TASK REQUIREMENTS>
Once the line with "the tropical island" is found in the entries below, repeat it and each following line exactly, up to and including the line with "the overwater villa". Add no other lines.

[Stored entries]
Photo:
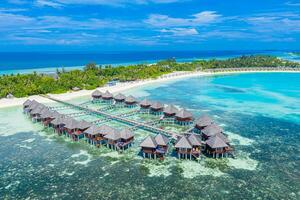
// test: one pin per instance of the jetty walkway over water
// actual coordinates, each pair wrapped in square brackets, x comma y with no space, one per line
[119,118]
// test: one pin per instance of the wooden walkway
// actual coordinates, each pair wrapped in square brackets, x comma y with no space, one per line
[118,118]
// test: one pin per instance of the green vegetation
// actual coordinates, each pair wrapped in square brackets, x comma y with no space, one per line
[93,76]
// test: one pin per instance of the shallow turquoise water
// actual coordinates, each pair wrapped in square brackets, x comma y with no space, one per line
[259,112]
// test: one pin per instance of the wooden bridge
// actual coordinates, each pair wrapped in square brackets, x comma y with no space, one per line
[118,118]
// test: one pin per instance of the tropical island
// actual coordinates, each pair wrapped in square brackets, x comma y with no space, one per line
[93,76]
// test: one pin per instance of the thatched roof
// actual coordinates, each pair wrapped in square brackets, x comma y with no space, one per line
[33,104]
[184,114]
[93,130]
[145,102]
[75,89]
[114,135]
[107,95]
[183,142]
[27,103]
[38,109]
[126,134]
[105,129]
[71,124]
[97,93]
[10,96]
[59,120]
[204,121]
[149,142]
[156,105]
[194,140]
[55,114]
[170,109]
[161,140]
[45,113]
[216,142]
[130,99]
[84,125]
[120,97]
[212,130]
[223,137]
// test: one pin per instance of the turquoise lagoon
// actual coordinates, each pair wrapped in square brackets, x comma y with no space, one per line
[260,113]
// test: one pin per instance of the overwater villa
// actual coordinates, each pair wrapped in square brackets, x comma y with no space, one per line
[32,105]
[188,147]
[119,140]
[35,113]
[126,138]
[120,98]
[93,135]
[156,108]
[154,147]
[183,148]
[145,106]
[47,116]
[184,117]
[162,145]
[70,127]
[26,104]
[131,101]
[170,111]
[96,95]
[203,122]
[216,147]
[205,136]
[58,124]
[107,97]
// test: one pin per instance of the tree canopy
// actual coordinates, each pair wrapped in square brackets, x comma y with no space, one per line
[93,76]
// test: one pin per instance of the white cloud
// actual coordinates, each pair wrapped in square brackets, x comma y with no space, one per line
[59,3]
[275,23]
[198,19]
[181,31]
[290,3]
[42,3]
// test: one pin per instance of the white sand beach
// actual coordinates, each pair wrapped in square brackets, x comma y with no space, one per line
[119,87]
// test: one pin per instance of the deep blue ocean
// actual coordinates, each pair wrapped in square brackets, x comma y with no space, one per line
[259,112]
[26,62]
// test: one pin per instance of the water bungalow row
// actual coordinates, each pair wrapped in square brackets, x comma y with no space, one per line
[206,138]
[76,130]
[169,113]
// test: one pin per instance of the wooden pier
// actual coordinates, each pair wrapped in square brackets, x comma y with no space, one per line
[118,118]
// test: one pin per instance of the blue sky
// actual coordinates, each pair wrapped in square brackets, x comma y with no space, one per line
[97,25]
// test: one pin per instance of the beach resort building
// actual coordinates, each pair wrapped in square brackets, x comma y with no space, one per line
[96,96]
[184,117]
[107,97]
[131,101]
[119,98]
[145,106]
[154,147]
[217,147]
[156,108]
[188,147]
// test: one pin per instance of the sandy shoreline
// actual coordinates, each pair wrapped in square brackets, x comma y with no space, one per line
[120,87]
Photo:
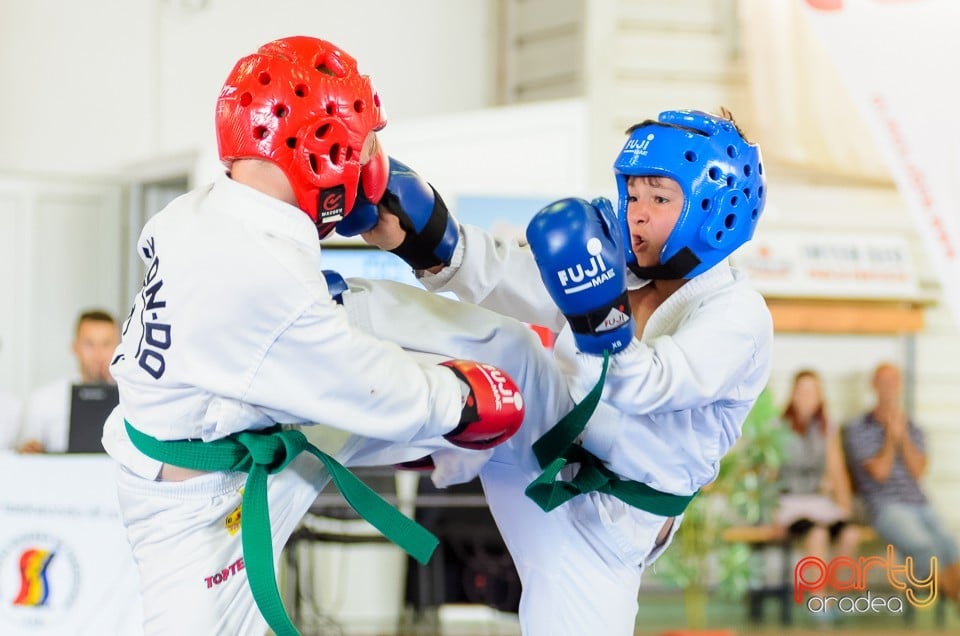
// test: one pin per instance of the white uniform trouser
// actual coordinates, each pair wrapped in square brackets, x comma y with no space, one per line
[580,565]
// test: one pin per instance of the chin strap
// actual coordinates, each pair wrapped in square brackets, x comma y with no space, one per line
[678,266]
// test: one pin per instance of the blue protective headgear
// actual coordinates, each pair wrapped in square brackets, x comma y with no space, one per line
[721,175]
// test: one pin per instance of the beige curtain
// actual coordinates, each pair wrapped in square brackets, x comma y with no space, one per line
[800,111]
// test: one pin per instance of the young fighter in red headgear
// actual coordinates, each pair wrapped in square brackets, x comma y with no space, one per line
[235,332]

RESPONSE TO THIS EXERCISE>
// test: one pin per instance of the tropical island
// actual coordinates, each pair wrapped in square brackets, x comma y with no space, one per line
[93,76]
// test: one pin per instance of the thatched roof
// actual coordinates, each pair wrapped in square brackets, x comma y with no space, one per line
[33,104]
[184,114]
[93,130]
[145,102]
[75,89]
[114,135]
[107,95]
[183,142]
[27,103]
[38,109]
[126,134]
[105,129]
[71,124]
[97,93]
[10,96]
[59,120]
[204,121]
[149,142]
[156,105]
[194,140]
[55,114]
[170,109]
[161,140]
[45,113]
[216,142]
[130,99]
[84,125]
[120,97]
[212,130]
[223,137]
// test: one pin per instance of the turquoise lagoon
// actual coordinates, each pair wrapped in square brackets, x comma y with no space, one per line
[260,113]
// test: one pin per instance of the overwater villa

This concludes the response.